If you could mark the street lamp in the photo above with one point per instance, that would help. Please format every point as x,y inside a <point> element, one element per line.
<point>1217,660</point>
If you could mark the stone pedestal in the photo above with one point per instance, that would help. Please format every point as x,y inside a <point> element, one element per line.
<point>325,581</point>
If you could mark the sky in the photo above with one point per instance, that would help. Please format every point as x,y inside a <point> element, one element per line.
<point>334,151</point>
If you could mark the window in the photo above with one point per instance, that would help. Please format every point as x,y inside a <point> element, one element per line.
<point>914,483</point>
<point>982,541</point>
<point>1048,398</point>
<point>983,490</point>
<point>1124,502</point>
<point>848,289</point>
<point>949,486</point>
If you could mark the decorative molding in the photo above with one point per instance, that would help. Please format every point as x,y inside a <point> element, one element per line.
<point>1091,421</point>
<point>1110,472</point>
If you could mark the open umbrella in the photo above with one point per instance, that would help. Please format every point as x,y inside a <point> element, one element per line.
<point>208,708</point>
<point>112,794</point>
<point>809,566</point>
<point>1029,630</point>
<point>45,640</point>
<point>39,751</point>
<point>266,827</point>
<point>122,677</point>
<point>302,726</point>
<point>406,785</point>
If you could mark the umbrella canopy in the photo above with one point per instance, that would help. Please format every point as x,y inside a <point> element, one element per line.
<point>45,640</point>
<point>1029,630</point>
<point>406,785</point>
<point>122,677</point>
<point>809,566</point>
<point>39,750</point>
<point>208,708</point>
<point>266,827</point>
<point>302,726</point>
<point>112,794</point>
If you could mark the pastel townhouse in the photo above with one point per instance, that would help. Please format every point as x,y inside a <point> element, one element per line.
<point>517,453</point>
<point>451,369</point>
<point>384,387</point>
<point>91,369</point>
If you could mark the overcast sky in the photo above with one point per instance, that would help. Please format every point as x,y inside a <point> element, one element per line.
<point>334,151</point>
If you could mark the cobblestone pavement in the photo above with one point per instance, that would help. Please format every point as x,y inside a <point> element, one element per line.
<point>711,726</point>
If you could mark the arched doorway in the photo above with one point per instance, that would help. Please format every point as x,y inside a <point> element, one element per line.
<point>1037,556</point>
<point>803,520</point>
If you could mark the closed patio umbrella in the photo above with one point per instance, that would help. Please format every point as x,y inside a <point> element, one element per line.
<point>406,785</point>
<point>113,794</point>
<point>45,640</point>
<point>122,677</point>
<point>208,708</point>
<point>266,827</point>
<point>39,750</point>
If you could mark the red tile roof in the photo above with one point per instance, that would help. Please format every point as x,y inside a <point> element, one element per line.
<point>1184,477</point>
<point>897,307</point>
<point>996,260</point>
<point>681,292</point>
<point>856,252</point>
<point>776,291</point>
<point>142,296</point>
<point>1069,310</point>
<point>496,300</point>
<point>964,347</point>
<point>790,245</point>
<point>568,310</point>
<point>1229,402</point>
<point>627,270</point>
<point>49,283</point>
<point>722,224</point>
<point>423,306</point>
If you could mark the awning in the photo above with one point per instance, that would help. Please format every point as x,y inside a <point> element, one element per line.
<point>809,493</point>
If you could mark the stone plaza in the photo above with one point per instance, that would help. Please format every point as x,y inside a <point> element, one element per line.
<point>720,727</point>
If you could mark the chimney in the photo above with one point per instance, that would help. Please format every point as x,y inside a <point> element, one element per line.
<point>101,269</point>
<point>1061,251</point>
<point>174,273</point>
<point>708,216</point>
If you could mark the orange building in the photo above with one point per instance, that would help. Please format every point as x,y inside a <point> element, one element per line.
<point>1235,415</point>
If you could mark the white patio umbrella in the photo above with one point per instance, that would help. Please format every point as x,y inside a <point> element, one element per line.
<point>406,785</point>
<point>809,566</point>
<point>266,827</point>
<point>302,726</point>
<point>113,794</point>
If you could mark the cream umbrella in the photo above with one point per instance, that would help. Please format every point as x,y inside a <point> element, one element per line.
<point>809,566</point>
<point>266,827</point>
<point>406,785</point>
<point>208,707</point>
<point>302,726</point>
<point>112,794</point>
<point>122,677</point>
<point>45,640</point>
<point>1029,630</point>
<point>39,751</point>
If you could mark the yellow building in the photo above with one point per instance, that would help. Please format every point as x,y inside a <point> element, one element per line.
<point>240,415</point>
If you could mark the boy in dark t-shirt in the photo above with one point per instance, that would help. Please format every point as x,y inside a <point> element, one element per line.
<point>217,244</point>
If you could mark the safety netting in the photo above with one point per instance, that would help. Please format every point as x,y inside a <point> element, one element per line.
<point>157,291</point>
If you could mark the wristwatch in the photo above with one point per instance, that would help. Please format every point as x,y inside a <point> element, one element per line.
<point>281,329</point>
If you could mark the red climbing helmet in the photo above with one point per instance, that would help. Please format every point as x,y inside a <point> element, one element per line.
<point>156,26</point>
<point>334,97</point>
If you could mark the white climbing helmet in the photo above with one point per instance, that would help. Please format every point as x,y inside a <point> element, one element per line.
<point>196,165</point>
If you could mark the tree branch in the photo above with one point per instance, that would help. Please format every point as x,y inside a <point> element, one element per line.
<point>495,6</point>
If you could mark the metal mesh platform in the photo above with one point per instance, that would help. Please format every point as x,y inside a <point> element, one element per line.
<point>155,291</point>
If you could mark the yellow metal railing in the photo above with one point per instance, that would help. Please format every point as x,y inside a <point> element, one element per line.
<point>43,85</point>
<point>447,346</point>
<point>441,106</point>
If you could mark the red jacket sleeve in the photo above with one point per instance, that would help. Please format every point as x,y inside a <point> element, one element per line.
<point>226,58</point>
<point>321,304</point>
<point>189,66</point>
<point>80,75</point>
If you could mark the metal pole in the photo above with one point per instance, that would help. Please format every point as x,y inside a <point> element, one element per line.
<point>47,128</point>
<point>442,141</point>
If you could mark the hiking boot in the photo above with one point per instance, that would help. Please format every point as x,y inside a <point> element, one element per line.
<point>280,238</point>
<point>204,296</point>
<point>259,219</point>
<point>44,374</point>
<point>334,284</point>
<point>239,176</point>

####

* [Brief]: Quote the data in full, keeping each word unchanged.

* [Solution for this problem]:
If you could mark the street lamp in the photo above with one point per instance, that would help. Please format every point as x,y inside a <point> element, one element per line.
<point>1217,660</point>
If you could mark the stone pedestal in the photo above with one point per instance, that would help. Please format every point as x,y inside a <point> element, one element per line.
<point>325,581</point>
If you could mark the sky in the photo above with one point per instance, that would help. Please format every point as x,y inside a <point> element, one element per line.
<point>334,151</point>
If you could mark the window in the photo above with one point per instance, that would help. Please format every point as x,y inside a <point> element, one element per line.
<point>914,483</point>
<point>982,541</point>
<point>1048,398</point>
<point>983,490</point>
<point>1124,502</point>
<point>848,289</point>
<point>949,486</point>
If you could mark the decorative molding in the photo above with one point per instance, that would help. Please format every point as x,y inside a <point> element, one element per line.
<point>1091,421</point>
<point>1110,472</point>
If you could mark the open umbrella in the photo above with one point per instance, that would help. Please format every point as x,y inside a <point> element, one element per line.
<point>208,708</point>
<point>112,794</point>
<point>809,566</point>
<point>1029,630</point>
<point>45,640</point>
<point>39,751</point>
<point>266,827</point>
<point>122,677</point>
<point>302,726</point>
<point>406,785</point>
If you could mark the umbrella canopy in the photo above with one point per instance, that would help. Please format every point as x,y inside a <point> element, one element per line.
<point>45,640</point>
<point>1029,630</point>
<point>406,785</point>
<point>122,677</point>
<point>809,566</point>
<point>39,750</point>
<point>208,708</point>
<point>266,827</point>
<point>302,726</point>
<point>112,794</point>
If you could mark the pastel townhouse in the photo above with one point per instance, that would help. Please format every point as x,y inside a <point> element, one element per line.
<point>517,453</point>
<point>451,369</point>
<point>384,387</point>
<point>91,369</point>
If you could mark the overcast sky in the photo above with one point per instance, that would help. Please format every point as x,y inside a <point> element, one element per line.
<point>334,151</point>
If you could mark the cobblestone pavement in the photo above with one point per instance, that would help. Please format every point as x,y inside a <point> element, one element per line.
<point>711,726</point>
If you could mark the arched doorway in the photo above with one point per instance, that would help. Please format every point as x,y inside a <point> element, one element per line.
<point>1037,556</point>
<point>803,520</point>
If you could mark the closed patio umbrella in the photo above with one point per instance, that would help. Please format every point as x,y inside a <point> element, one element per line.
<point>406,785</point>
<point>113,794</point>
<point>45,640</point>
<point>122,677</point>
<point>208,708</point>
<point>266,827</point>
<point>39,750</point>
If you could mark the red tile roof in the photo above with one point per instance, that would help. Please format every point as x,y inside a <point> element, one element per line.
<point>1184,477</point>
<point>897,307</point>
<point>996,260</point>
<point>681,292</point>
<point>856,252</point>
<point>776,291</point>
<point>142,296</point>
<point>1069,310</point>
<point>496,300</point>
<point>964,347</point>
<point>790,245</point>
<point>568,310</point>
<point>1229,402</point>
<point>627,270</point>
<point>49,283</point>
<point>722,224</point>
<point>423,306</point>
If you could mark the awning in the photo above with one point per instance, that would help. Please format every point as x,y inside a <point> element, one element per line.
<point>809,493</point>
If you could mark the stone plaza in the photo above with one point per instance, that would help. Please format every point as x,y inside a <point> element, one element per line.
<point>720,727</point>
If you could mark the chimney in the photo above with one point per instance, that would help. Please format every point as x,y inside a <point> element, one element per line.
<point>101,269</point>
<point>1061,251</point>
<point>174,273</point>
<point>708,216</point>
If you could mark the orange building in the photo above with one point per instance, that would help. Please format every point as x,y inside a <point> element, one element per line.
<point>1235,415</point>
If you could mark the white patio umbrella in the photo above with one point per instance, that would help. Please format every point as x,y inside a <point> element, one element per line.
<point>406,785</point>
<point>809,566</point>
<point>266,827</point>
<point>302,726</point>
<point>113,794</point>
If you could mark the cream umbrella in the photo above with one point per instance, that would help. Please format every point as x,y inside a <point> element, one element per line.
<point>809,566</point>
<point>266,827</point>
<point>406,785</point>
<point>208,707</point>
<point>302,726</point>
<point>112,794</point>
<point>122,677</point>
<point>45,640</point>
<point>1029,630</point>
<point>39,751</point>
If you could mark the yellow building in the photo above with one point per instance, that would help. Please format every point as x,y inside a <point> element, one element per line.
<point>240,415</point>
If you could mark the boy in dark t-shirt in the photo above with one point per instance, that would help. Please format every point as x,y inside a <point> element, one element per line.
<point>217,244</point>
If you could mark the safety netting in the photo above with one point per instance, that would help. Please format every point as x,y inside a <point> element, one element per line.
<point>157,291</point>
If you could mark the wristwatch in the photo above with one point per instance, that would help. Please format every point as x,y inside a <point> element, one element per line.
<point>281,329</point>
If you could mark the red climbing helmet in the photo above with one point per instance, that would help. Please format every point as x,y inside a <point> element, one element per line.
<point>156,26</point>
<point>334,97</point>
If you could mark the white climbing helmet in the photo above with one point per instance, that would help. Please format every point as x,y inside a <point> element, one element per line.
<point>196,165</point>
If you could mark the tree branch in the photo above with one point per instance, that would help. Please format every point as x,y inside a <point> element, one element per line.
<point>495,6</point>
If you could mark the metal mesh platform in the photo above with one point per instance, that would help. Please format every point as x,y inside a <point> element, one element per line.
<point>155,291</point>
If you could mark the yellow metal railing in the photo above with one point per instance, that would help. Please format every point as x,y inside a <point> element, one element per line.
<point>43,85</point>
<point>447,346</point>
<point>441,106</point>
If you could mark the red jacket sleeve in the photo above with one point per instance, that would help. Please format every point as x,y inside a <point> element, one element per line.
<point>226,58</point>
<point>321,304</point>
<point>189,66</point>
<point>80,75</point>
If you could mark the metal pole in the photo above with one point per instance, that would help. Please format every point as x,y inside a <point> element, one element per line.
<point>47,128</point>
<point>442,141</point>
If you could mark the hiking boot in the photo above with one point per instance, that would help. Please format every point as x,y inside a <point> element, one element per line.
<point>280,238</point>
<point>204,296</point>
<point>259,219</point>
<point>44,374</point>
<point>334,284</point>
<point>239,176</point>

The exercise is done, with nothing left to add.